**Instructions for the task**:
Find every line below where the word "each" occurs, then give how many you found and nothing else.

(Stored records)
★ ★ ★ ★ ★ ★ ★
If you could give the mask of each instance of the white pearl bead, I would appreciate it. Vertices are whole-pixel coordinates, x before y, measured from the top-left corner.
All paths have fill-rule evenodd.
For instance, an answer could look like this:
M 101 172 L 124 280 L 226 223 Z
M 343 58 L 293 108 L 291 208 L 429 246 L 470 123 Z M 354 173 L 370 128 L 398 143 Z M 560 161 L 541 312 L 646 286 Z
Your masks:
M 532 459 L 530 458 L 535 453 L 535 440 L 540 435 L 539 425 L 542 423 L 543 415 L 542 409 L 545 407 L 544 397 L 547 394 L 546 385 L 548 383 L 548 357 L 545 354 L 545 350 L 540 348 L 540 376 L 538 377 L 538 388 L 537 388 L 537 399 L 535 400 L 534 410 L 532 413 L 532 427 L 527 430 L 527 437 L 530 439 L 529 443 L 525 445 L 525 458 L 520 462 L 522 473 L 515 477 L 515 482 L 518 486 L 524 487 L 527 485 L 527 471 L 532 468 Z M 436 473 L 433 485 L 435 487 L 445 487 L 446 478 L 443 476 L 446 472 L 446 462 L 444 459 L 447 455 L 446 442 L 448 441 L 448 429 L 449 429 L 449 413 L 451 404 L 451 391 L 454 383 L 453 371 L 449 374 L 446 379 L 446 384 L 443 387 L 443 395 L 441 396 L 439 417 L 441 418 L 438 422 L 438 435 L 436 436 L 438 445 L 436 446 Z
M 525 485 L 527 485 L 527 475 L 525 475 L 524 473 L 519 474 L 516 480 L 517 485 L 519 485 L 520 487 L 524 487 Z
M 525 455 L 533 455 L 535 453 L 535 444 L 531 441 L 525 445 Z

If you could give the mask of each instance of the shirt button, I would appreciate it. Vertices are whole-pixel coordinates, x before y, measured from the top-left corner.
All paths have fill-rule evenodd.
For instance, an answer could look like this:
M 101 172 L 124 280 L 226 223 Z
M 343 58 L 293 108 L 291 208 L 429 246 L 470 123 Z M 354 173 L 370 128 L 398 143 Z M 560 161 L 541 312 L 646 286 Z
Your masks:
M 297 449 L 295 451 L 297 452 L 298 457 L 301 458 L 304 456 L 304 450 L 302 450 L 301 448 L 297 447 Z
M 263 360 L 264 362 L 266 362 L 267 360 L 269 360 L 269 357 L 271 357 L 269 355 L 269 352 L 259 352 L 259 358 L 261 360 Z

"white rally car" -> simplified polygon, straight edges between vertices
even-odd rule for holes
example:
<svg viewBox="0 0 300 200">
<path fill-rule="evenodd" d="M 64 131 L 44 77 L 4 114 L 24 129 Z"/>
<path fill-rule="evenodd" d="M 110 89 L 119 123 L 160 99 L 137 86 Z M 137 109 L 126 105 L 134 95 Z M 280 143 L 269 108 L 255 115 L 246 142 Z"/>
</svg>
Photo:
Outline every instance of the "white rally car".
★ ★ ★ ★ ★ ★ ★
**The completed task**:
2